- [Given request]
Return every line of the records that contains the word "blue", matching its case exactly.

- [Raw data]
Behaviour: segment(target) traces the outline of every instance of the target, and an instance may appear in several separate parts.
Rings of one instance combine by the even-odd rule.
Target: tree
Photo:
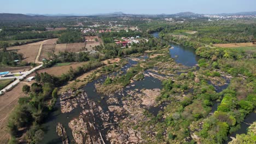
[[[0,41],[0,48],[3,49],[3,51],[5,52],[7,51],[6,49],[8,47],[9,44],[7,42],[5,41]]]
[[[30,91],[30,87],[28,85],[24,85],[22,87],[22,92],[25,93],[28,93]]]

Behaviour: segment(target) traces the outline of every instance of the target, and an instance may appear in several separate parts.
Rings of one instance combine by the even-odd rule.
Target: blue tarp
[[[0,75],[6,75],[9,73],[9,71],[0,72]]]

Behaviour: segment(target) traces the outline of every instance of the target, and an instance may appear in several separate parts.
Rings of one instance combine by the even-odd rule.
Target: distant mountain
[[[177,16],[199,16],[200,14],[195,14],[192,12],[182,12],[179,13],[175,14],[173,14],[173,15]]]
[[[256,15],[256,11],[239,12],[236,13],[222,13],[220,15]]]
[[[24,15],[20,14],[0,13],[0,21],[42,21],[48,20],[57,20],[63,17],[50,17],[40,15]]]

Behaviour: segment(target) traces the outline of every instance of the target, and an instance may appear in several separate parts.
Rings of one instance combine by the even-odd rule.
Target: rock
[[[63,127],[62,124],[58,123],[57,125],[56,126],[56,132],[59,136],[61,137],[63,144],[69,143],[68,138],[66,132],[66,129]]]

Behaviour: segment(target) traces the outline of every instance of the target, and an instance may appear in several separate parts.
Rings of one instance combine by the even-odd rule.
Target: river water
[[[159,32],[155,32],[152,35],[155,38],[159,38]],[[188,67],[193,67],[197,64],[200,57],[195,53],[194,49],[174,43],[170,43],[172,46],[170,49],[171,57],[175,59],[177,63],[182,64]]]
[[[153,35],[154,37],[158,38],[159,32],[154,33]],[[171,57],[175,59],[177,63],[181,63],[187,67],[193,67],[197,64],[197,60],[199,59],[199,57],[195,54],[195,50],[194,49],[172,43],[170,43],[170,45],[172,48],[170,49],[170,54]],[[146,59],[147,58],[147,56],[143,56],[139,57],[139,58],[143,59]],[[132,61],[131,59],[127,58],[127,59],[129,62],[128,64],[125,65],[121,69],[121,70],[123,72],[123,74],[125,74],[126,71],[129,68],[137,63],[137,62]],[[144,71],[144,73],[147,73],[149,71],[148,70],[146,70]],[[152,71],[150,71],[150,73],[152,73]],[[109,75],[113,75],[116,74],[117,73],[114,72],[110,74]],[[95,80],[91,82],[88,83],[82,88],[82,89],[83,89],[87,94],[88,98],[91,101],[95,101],[96,105],[101,107],[104,112],[107,112],[108,111],[108,106],[109,105],[107,104],[106,100],[102,98],[102,97],[104,97],[104,95],[97,93],[95,84],[98,82],[102,82],[104,81],[106,77],[106,75],[102,76],[99,79]],[[216,87],[216,89],[218,92],[220,92],[226,88],[227,86],[228,85],[221,88]],[[115,95],[117,95],[118,101],[121,101],[121,99],[123,97],[127,95],[127,93],[126,93],[126,92],[127,91],[136,89],[161,89],[161,88],[162,86],[160,80],[152,76],[146,76],[143,80],[135,81],[132,84],[129,85],[124,89],[122,92],[122,94],[117,93]],[[214,112],[214,111],[217,109],[218,104],[219,103],[217,102],[214,103],[214,105],[213,106],[213,110],[212,112]],[[119,106],[122,106],[121,103],[120,103],[118,105]],[[162,110],[162,107],[164,106],[165,105],[155,107],[150,107],[148,111],[152,112],[154,115],[156,116],[160,110]],[[46,123],[43,124],[43,127],[45,129],[45,133],[44,140],[41,142],[41,143],[62,143],[61,138],[57,135],[56,132],[56,126],[58,123],[61,123],[63,127],[66,128],[67,135],[68,136],[69,142],[71,142],[71,143],[74,143],[73,141],[72,142],[73,136],[71,130],[68,127],[68,123],[73,119],[78,118],[81,112],[83,111],[83,109],[79,106],[78,106],[78,107],[74,109],[71,112],[62,113],[60,107],[60,100],[58,100],[55,107],[55,110],[50,113]],[[95,127],[97,129],[101,130],[101,133],[102,133],[103,139],[105,141],[106,143],[109,143],[109,142],[106,137],[106,131],[107,129],[104,129],[104,128],[102,125],[102,122],[97,120],[97,115],[98,115],[98,113],[95,115],[96,121],[94,122],[96,123]],[[249,115],[249,117],[251,117],[250,116],[251,114]],[[255,116],[255,115],[254,116]],[[110,112],[109,116],[110,117],[113,117],[113,113]],[[99,118],[98,119],[100,118]],[[113,119],[111,119],[111,118],[110,121],[110,122],[115,123],[113,122]],[[243,126],[243,124],[242,124],[241,129],[237,132],[243,132],[245,128],[246,129],[246,127]]]

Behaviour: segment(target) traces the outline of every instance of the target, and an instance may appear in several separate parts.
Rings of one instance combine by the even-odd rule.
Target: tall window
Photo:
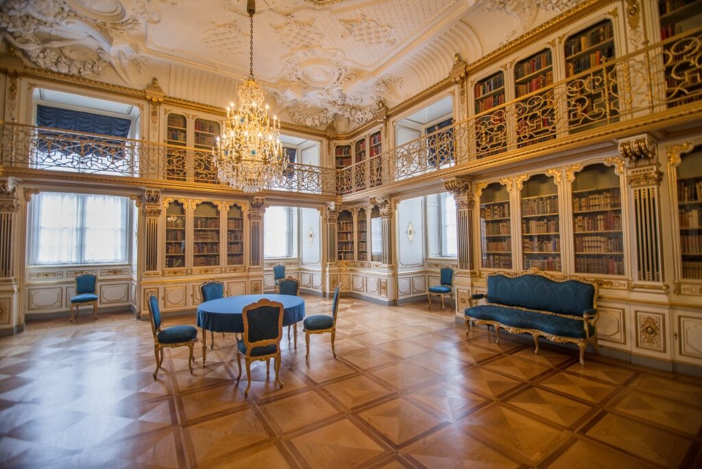
[[[263,213],[263,257],[298,255],[298,209],[268,207]]]
[[[442,192],[427,197],[427,241],[430,257],[456,257],[456,202]]]
[[[31,205],[31,264],[127,263],[129,204],[112,195],[40,192]]]

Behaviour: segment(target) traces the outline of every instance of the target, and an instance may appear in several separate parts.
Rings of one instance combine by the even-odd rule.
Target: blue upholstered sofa
[[[471,296],[465,310],[465,326],[470,323],[493,326],[499,341],[500,329],[534,337],[538,353],[538,338],[552,342],[570,342],[580,349],[584,364],[585,349],[592,344],[597,351],[597,286],[575,277],[555,279],[538,269],[487,276],[487,293]],[[479,300],[485,304],[477,305]]]

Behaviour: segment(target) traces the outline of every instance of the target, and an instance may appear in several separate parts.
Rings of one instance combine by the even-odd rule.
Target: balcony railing
[[[663,124],[673,114],[698,119],[701,37],[702,28],[697,28],[607,60],[342,169],[291,164],[269,189],[330,198],[360,195],[447,168],[606,138],[628,121],[635,128],[640,119]],[[206,150],[1,121],[0,164],[8,173],[46,170],[155,183],[221,184]]]

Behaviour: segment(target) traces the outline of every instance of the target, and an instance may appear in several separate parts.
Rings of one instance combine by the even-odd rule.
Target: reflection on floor
[[[296,350],[284,339],[283,389],[258,364],[248,400],[232,336],[192,375],[187,348],[166,350],[154,380],[147,322],[30,324],[0,339],[0,466],[702,466],[701,379],[467,338],[426,303],[342,298],[339,314],[337,359],[327,334],[305,363],[300,331]]]

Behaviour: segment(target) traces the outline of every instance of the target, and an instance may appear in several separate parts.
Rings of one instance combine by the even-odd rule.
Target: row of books
[[[538,234],[540,233],[558,232],[558,220],[522,220],[522,233],[524,234]]]
[[[682,278],[702,279],[702,261],[683,260]]]
[[[677,202],[702,202],[702,178],[677,181]]]
[[[548,270],[550,272],[559,272],[561,270],[560,256],[549,256],[543,258],[524,257],[524,269],[531,269],[533,267],[541,270]]]
[[[492,93],[505,86],[505,76],[498,73],[475,84],[475,98]]]
[[[506,218],[510,216],[510,206],[508,202],[504,205],[484,205],[480,207],[480,218],[483,220],[491,218]]]
[[[677,214],[681,228],[702,227],[702,208],[680,208]]]
[[[601,192],[590,193],[584,197],[573,197],[573,210],[575,211],[602,209],[618,210],[621,206],[621,196],[618,190],[607,190]]]
[[[572,77],[581,72],[585,72],[590,69],[602,65],[604,63],[603,59],[609,59],[614,57],[614,47],[605,47],[601,51],[596,51],[591,54],[583,55],[573,59],[566,63],[566,75]]]
[[[540,90],[544,86],[548,86],[553,83],[553,72],[547,72],[545,74],[538,75],[531,79],[526,83],[520,83],[517,85],[517,97]]]
[[[680,250],[683,254],[702,254],[702,236],[681,234]]]
[[[506,221],[499,223],[483,223],[483,233],[489,235],[509,234],[510,223]]]
[[[576,254],[575,271],[583,274],[623,275],[624,261],[621,257],[580,257]]]
[[[575,239],[576,253],[621,253],[624,244],[618,237],[578,236]]]
[[[541,215],[558,213],[558,197],[545,195],[522,200],[522,215]]]
[[[515,67],[515,78],[519,79],[522,77],[531,74],[535,72],[545,68],[551,65],[551,53],[544,52],[531,59],[520,62]]]
[[[609,22],[602,24],[596,29],[585,34],[573,37],[566,41],[566,57],[585,51],[601,42],[604,42],[614,37],[614,28]]]
[[[482,265],[486,269],[511,269],[512,256],[510,254],[483,253]]]
[[[576,234],[578,231],[621,230],[621,213],[607,212],[600,215],[577,216],[573,220]]]
[[[522,248],[524,252],[559,253],[561,251],[560,238],[552,238],[550,239],[529,238],[528,239],[522,239]]]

- [Correct output]
Target: blue tarp
Target: blue upholstered sofa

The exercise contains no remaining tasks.